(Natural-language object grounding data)
[Start of Attachment]
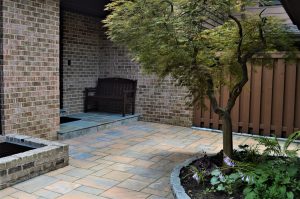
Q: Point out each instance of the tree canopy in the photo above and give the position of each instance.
(200, 43)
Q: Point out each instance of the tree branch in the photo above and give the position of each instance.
(240, 29)
(242, 59)
(211, 95)
(237, 89)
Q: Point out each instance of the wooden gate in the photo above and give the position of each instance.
(269, 103)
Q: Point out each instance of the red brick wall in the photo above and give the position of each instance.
(30, 67)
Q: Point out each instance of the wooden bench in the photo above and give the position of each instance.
(111, 95)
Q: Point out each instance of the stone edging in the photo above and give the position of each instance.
(177, 190)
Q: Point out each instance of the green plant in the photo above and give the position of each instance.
(198, 175)
(171, 38)
(276, 174)
(226, 183)
(273, 147)
(274, 180)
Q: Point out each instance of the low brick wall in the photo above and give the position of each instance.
(46, 157)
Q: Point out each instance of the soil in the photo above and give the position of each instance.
(199, 190)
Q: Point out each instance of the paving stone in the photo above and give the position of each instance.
(82, 163)
(23, 195)
(90, 190)
(132, 184)
(78, 195)
(62, 187)
(76, 172)
(117, 193)
(120, 159)
(81, 156)
(35, 184)
(97, 182)
(120, 167)
(117, 175)
(66, 178)
(142, 163)
(47, 194)
(102, 172)
(7, 191)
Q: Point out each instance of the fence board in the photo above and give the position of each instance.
(255, 99)
(266, 110)
(269, 102)
(297, 109)
(245, 101)
(289, 100)
(278, 96)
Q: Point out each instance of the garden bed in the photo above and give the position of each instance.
(273, 173)
(25, 157)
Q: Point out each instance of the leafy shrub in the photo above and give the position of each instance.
(273, 174)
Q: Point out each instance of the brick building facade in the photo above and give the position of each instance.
(88, 55)
(30, 42)
(30, 67)
(32, 32)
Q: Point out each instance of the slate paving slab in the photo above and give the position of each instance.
(130, 161)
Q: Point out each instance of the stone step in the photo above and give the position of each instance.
(92, 123)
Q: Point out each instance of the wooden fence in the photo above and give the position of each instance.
(269, 103)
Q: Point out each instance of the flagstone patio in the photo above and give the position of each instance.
(131, 161)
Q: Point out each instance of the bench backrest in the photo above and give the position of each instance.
(114, 87)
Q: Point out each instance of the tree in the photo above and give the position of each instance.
(200, 43)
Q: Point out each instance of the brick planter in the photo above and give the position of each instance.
(46, 156)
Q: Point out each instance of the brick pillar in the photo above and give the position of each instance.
(30, 80)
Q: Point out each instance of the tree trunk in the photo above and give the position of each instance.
(227, 134)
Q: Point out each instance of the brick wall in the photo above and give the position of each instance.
(80, 44)
(30, 67)
(92, 55)
(157, 101)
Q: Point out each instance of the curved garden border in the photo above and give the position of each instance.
(176, 187)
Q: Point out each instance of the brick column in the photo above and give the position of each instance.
(30, 80)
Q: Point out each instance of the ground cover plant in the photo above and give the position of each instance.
(204, 45)
(272, 174)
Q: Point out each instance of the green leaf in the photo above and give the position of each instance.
(251, 195)
(220, 187)
(290, 195)
(216, 172)
(214, 181)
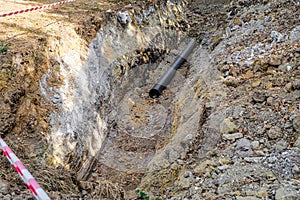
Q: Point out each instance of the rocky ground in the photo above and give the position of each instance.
(253, 152)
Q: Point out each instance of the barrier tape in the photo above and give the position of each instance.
(35, 8)
(28, 179)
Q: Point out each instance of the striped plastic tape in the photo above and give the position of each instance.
(35, 8)
(28, 179)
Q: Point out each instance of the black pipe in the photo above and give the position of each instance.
(168, 76)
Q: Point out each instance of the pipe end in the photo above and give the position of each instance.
(153, 93)
(156, 91)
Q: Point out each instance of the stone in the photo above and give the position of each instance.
(244, 148)
(227, 126)
(270, 101)
(203, 167)
(296, 123)
(262, 193)
(288, 87)
(253, 159)
(275, 60)
(281, 145)
(247, 198)
(286, 193)
(238, 112)
(255, 144)
(232, 136)
(4, 188)
(255, 83)
(270, 176)
(274, 132)
(123, 17)
(297, 143)
(295, 170)
(296, 85)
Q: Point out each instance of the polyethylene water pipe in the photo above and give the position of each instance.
(165, 80)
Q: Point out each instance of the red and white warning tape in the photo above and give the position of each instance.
(28, 179)
(35, 8)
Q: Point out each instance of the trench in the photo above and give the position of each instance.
(106, 124)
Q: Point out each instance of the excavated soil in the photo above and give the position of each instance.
(231, 132)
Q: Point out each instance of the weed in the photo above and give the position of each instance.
(142, 195)
(4, 48)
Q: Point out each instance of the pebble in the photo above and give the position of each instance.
(288, 87)
(124, 17)
(262, 193)
(295, 170)
(256, 83)
(227, 126)
(274, 132)
(244, 148)
(4, 187)
(232, 136)
(286, 193)
(255, 144)
(253, 159)
(296, 123)
(297, 143)
(281, 145)
(270, 101)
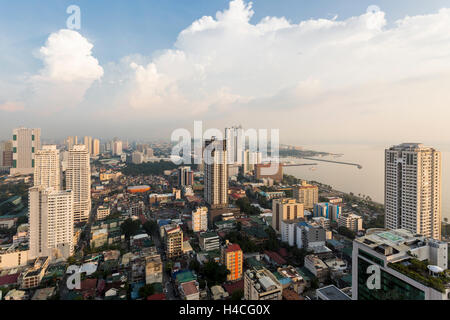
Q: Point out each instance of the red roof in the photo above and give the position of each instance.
(233, 247)
(275, 257)
(283, 252)
(142, 219)
(157, 296)
(9, 279)
(89, 284)
(231, 287)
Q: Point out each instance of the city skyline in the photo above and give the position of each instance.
(227, 150)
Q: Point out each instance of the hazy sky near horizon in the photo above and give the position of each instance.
(323, 71)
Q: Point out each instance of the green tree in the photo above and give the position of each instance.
(215, 273)
(130, 227)
(150, 226)
(194, 265)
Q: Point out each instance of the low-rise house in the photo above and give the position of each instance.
(44, 294)
(219, 293)
(32, 278)
(15, 295)
(189, 290)
(317, 267)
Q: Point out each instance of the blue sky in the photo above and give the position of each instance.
(226, 70)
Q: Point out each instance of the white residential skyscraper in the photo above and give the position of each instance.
(96, 147)
(25, 143)
(88, 143)
(200, 219)
(47, 171)
(51, 223)
(413, 189)
(235, 139)
(216, 173)
(78, 179)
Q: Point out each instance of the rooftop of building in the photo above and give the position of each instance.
(190, 287)
(411, 146)
(210, 234)
(231, 247)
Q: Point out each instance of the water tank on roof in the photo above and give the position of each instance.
(435, 269)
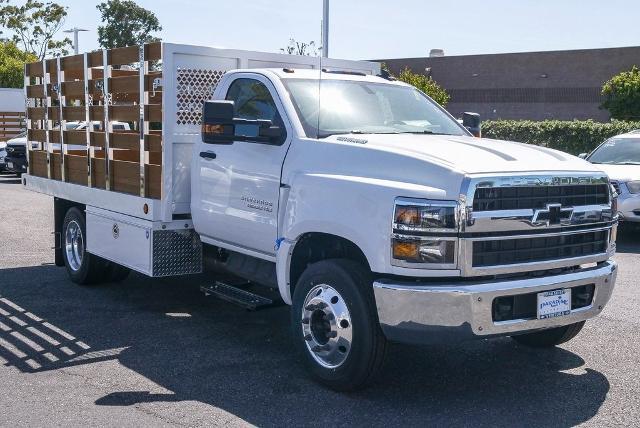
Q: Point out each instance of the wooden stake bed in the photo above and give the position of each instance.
(98, 88)
(159, 89)
(12, 123)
[End of Attachment]
== EXERCISE ==
Copy each entry above exactly; drop the pictures.

== SOLUTION FOR THIS TASK ==
Q: Point out each instance of the tree canopy in the photo above and give the position of each instance.
(200, 43)
Q: Point out each instance of the tree branch in the photo above and give the position of each instance.
(240, 29)
(242, 59)
(211, 95)
(237, 89)
Q: Point out each instance of the wooden gate in the photo above and give the position of each instance.
(269, 103)
Q: Point out each instance of the red brick wall in the photo above and give the position of each instance.
(30, 67)
Q: Point out each instance of the wooden bench in the photo above and give the position of each instance.
(111, 95)
Q: Point out each instance of the stone edging in the photo above and give the position of each instance.
(177, 190)
Q: Point out each instance of the green plant in the photo above and give the position of each instance.
(198, 175)
(171, 38)
(276, 174)
(226, 183)
(273, 147)
(274, 180)
Q: Point out each instance of the low brick wall in the photo above and give the position of each instance.
(46, 157)
Q: Point out each instance of the soil in the photo above and give the position of each instance.
(199, 190)
Q: Point out each instance of the paving stone in the photo above and give the position of each instance.
(82, 163)
(23, 195)
(90, 190)
(132, 184)
(78, 195)
(62, 187)
(76, 172)
(117, 193)
(120, 159)
(81, 156)
(35, 184)
(97, 182)
(120, 167)
(117, 175)
(66, 178)
(142, 163)
(47, 194)
(102, 172)
(7, 191)
Q: Point out each instance of the fence board in the photo above and give the position of each instance.
(255, 99)
(266, 110)
(269, 102)
(297, 109)
(245, 101)
(289, 100)
(278, 96)
Q: Point out each instance of the garden bed in the photo above and give the position of each instance.
(273, 173)
(25, 157)
Q: Point out each instance of the leafy shrub in the photo above and give the position of each instance.
(273, 174)
Q: Point out each instance of the brick building facade in the photo above and give the position of each instance.
(88, 55)
(30, 42)
(30, 67)
(32, 32)
Q: Point out each instance of the slate paving slab in the photo above and give the position of each instance.
(130, 161)
Q: Point out each instance of the stone step in the photo above and give the position of each instance.
(92, 123)
Q: Point out each instance of the wooden fence in the photo above and give the position of each instance.
(269, 103)
Q: Point out each instance of the flagstone patio in the photo above and give the position of each instance.
(131, 161)
Q: Point out each instance of the bench backrest in the photo above and give the position of each instance.
(114, 87)
Q: Point out each instance of the tree in the photo above and give the position of each instance.
(200, 43)
Q: Point out each instance of the brick planter in the photo above and give the position of each instance.
(46, 156)
Q: Point out each instance of the brick pillar in the photo above and give the position of each instance.
(30, 80)
Q: Point out each instance of the tree trunk in the photo above and give the position of each instance.
(227, 134)
Q: Point out each instance of the brick wall in the photo above and give the position of each instance.
(80, 44)
(30, 67)
(92, 55)
(157, 101)
Q: Point out each instance of the curved garden border in the photo above and give the position of each instance.
(176, 187)
Q: Point out each instance of the brick column in the photo above and give the position of each instance.
(30, 80)
Q: Point out each instance of the ground cover plant in the photo above and give the position of each instance.
(204, 45)
(272, 174)
Q: Point out each instance of the green leaf in the photo above and give the position of each instance.
(251, 195)
(220, 187)
(290, 195)
(216, 172)
(214, 181)
Q: Point out each instance of the rocky ground in the photo above and give the position of each instance.
(253, 152)
Q: Point out each instance of the barrier tape in the photo above and give the position of each instance.
(35, 8)
(28, 179)
Q: Point out each instance of the striped plastic tape in the photo above and give the position of each instance.
(35, 8)
(28, 179)
Q: Point out each instance of the black pipe in the photo above and give the position of each instance.
(168, 76)
Q: Point out each instance of the pipe end in the photo above and give the position of each instance.
(153, 93)
(156, 91)
Q: Point out each instance of the stone in the photo above and give the position of each instance.
(244, 148)
(227, 126)
(270, 101)
(203, 167)
(296, 123)
(262, 193)
(288, 87)
(253, 159)
(275, 60)
(281, 145)
(247, 198)
(286, 193)
(238, 112)
(255, 144)
(232, 136)
(4, 188)
(255, 83)
(270, 176)
(274, 132)
(123, 17)
(297, 143)
(295, 170)
(296, 85)
Q: Point out each instance of the polyethylene water pipe in the photo above and give the position of each instance.
(165, 80)
Q: Point out each instance of the red and white warning tape in the photo above and give the position of each instance.
(28, 179)
(35, 8)
Q: Point out each instance of the trench in the photo above and give the position of each instance.
(106, 124)
Q: Point out each instance of the excavated soil in the photo above and give the position of each instance.
(231, 132)
Q: Point out each instance of the weed in the photo above and give the position of each instance.
(142, 195)
(4, 48)
Q: Point out each instance of the pebble in the photo above and give the position of each instance.
(288, 87)
(124, 17)
(262, 193)
(295, 170)
(256, 83)
(227, 126)
(274, 132)
(244, 148)
(4, 187)
(232, 136)
(286, 193)
(255, 144)
(253, 159)
(296, 123)
(297, 143)
(281, 145)
(270, 101)
Q: Point out each instance of the red roof in the photo above and give the position of each instance.
(233, 247)
(275, 257)
(283, 252)
(142, 219)
(157, 296)
(9, 279)
(89, 284)
(231, 287)
Q: Point out each instance of the city skyline in the photo above and give the position of each instance.
(227, 150)
Q: Point out each instance of the hazy sky near horizon in the photo above and give the position of each instance.
(323, 71)
Q: Point out each instance of the green tree in the photo above and give the position of each instance.
(215, 273)
(130, 227)
(150, 226)
(194, 265)
Q: Point out each instance of the low-rise house in the photo above and give the position of each instance.
(44, 294)
(219, 293)
(32, 278)
(15, 295)
(189, 290)
(317, 267)
Q: Point out each instance of the blue sky in the photo above and give the position of each instance.
(226, 70)
Q: Point out each instance of the white residential skyscraper in the photo above and give the position of each instance.
(96, 147)
(25, 143)
(88, 143)
(200, 219)
(47, 171)
(51, 223)
(413, 189)
(235, 139)
(216, 173)
(78, 179)
Q: Point out each instance of the rooftop of building in the photo above and give the position of each instance.
(190, 287)
(411, 146)
(210, 234)
(231, 247)
Q: Point out each instance of the water tank on roof in the photo above and give the position of each instance.
(435, 269)
Q: Point out each instance of the wooden stake bed in the photo above and give the position of each instance.
(98, 88)
(159, 89)
(12, 123)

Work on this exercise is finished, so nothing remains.